> Short problem 1:
According to the forum thread about dogs' grandads, which dog is Ruby's GGG grandad?
> Short problem 2:
Continue the forum thread about dogs' grandads from the point where it stops.

> Extract to read:
• • • • • • •
# grandaddys :)



## Lou_lou (Jul 23, 2009)

Just reading Nat's post about M's grandad and remembered that I was sent a photo of perrys grandad the other day (the only gap he had in his photo pedigree) its such a cute photo too  and so he isn't left out will post his other grandad too 

Champion Crosshouse pablo too at Salsaro









Champion Yorone Pieces of Eight









Post photos of your chi's grandads


----------



## ExoticChis (Jun 20, 2010)

he is stunning!!


----------



## 18453 (Feb 6, 2010)

Louise perry looks like both his grandads they're gorgeous

Here's lotus' 

Bramerita dark n debonair (1cc I think)









And 
Multi Champion Misty Meadows Daffy Duck









I don't have pics from her dads side these two are both on her dams and I don't know any of my daisys


----------



## *Chloe* (Feb 6, 2006)

Crosshouse Pablo Too at Salsero is Ruby's GGG grandad theres a nice pic of him in last years LC yearbook


----------



## Lou_lou (Jul 23, 2009)
• • • • • • •
(Rows of box annotation data)
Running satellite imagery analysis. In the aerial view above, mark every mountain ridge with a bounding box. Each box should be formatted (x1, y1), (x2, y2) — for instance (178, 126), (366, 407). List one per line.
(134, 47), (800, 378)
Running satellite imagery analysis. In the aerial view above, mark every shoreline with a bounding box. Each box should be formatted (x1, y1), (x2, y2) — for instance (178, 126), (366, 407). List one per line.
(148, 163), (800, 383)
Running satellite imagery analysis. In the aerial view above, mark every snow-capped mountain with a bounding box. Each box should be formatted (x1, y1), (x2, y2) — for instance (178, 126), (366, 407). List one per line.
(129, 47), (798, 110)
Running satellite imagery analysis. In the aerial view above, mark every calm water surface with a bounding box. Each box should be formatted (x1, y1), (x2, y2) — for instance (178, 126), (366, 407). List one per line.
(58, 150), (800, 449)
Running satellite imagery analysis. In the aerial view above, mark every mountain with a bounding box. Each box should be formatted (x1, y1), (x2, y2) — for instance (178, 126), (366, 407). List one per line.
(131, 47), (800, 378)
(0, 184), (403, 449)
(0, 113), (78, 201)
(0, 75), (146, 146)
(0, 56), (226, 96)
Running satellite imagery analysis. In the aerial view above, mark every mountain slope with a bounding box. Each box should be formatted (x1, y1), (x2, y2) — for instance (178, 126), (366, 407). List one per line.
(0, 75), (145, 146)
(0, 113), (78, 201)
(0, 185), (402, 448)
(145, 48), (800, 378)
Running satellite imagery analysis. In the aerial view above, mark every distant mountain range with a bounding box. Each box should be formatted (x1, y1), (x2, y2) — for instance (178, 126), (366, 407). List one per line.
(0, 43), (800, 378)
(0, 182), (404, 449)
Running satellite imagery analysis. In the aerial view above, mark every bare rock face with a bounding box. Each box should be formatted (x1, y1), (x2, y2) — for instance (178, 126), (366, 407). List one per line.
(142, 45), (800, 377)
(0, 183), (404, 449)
• • • • • • •
> Written answer 1:
Crosshouse Pablo Too at Salsero.

> Written answer 2:
Daisydoo said:


> Bramerita dark n debonair (1cc I think)


He is Perrys great grandad too  
Perry and lotus would have stunning pups...... GROW lotus!! Lolol


----------



## Lou_lou (Jul 23, 2009)

*Chloe* said:


> Crosshouse Pablo Too at Salsero is Ruby's GGG grandad theres a nice pic of him in last years LC yearbook


Can u take a photo of it and post it please or txt me it  he was at the LCC and I missed him


----------



## Chiva (May 2, 2010)

This is Logan's dad:

http://www.westminsterkennelclub.org/2007/photos/breed/TR38729901.jpg

I dont have any pics of his grandad. 

Not sure who the girls are by :lol:


----------



## flippedstars (Dec 16, 2009)

Dad... CH Sylvancreek Rocket's Red Glare









Bryco's grandaddios...

CH Mina's Tennessee Hunter









Cornerstone's Frosty of Shalimar (still a puppy in the pic)


----------



## *Princess* (Feb 7, 2009)

beautiful x


----------



## *Chloe* (Feb 6, 2006)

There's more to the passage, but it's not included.